→ **INSTRUCTIONS TO FOLLOW**
State how many lines in the items below contain the string "plant". Reply with the number only.

→ **SUPPLIED ENTRIES**

**********

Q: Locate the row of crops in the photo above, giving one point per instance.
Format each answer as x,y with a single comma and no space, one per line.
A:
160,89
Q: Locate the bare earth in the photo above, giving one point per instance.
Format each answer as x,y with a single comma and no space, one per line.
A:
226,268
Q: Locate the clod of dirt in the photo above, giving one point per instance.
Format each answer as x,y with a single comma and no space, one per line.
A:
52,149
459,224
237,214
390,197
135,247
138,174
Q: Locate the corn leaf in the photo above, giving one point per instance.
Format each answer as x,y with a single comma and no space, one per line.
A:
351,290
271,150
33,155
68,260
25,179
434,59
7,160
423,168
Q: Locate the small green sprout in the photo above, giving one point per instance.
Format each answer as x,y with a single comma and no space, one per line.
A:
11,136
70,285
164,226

**********

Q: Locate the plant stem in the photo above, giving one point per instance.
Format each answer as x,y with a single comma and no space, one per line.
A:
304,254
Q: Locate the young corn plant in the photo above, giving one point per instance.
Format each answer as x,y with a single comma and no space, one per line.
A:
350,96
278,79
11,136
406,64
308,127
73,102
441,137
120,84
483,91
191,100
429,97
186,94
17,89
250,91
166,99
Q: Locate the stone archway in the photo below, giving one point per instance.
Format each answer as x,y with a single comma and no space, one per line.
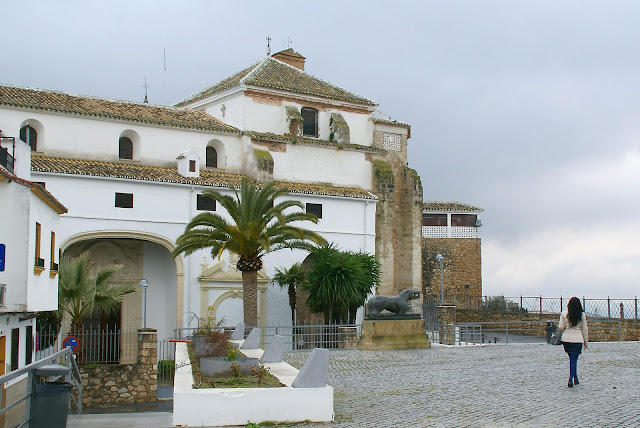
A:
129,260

**********

→ **WRITTEN SOLUTION**
2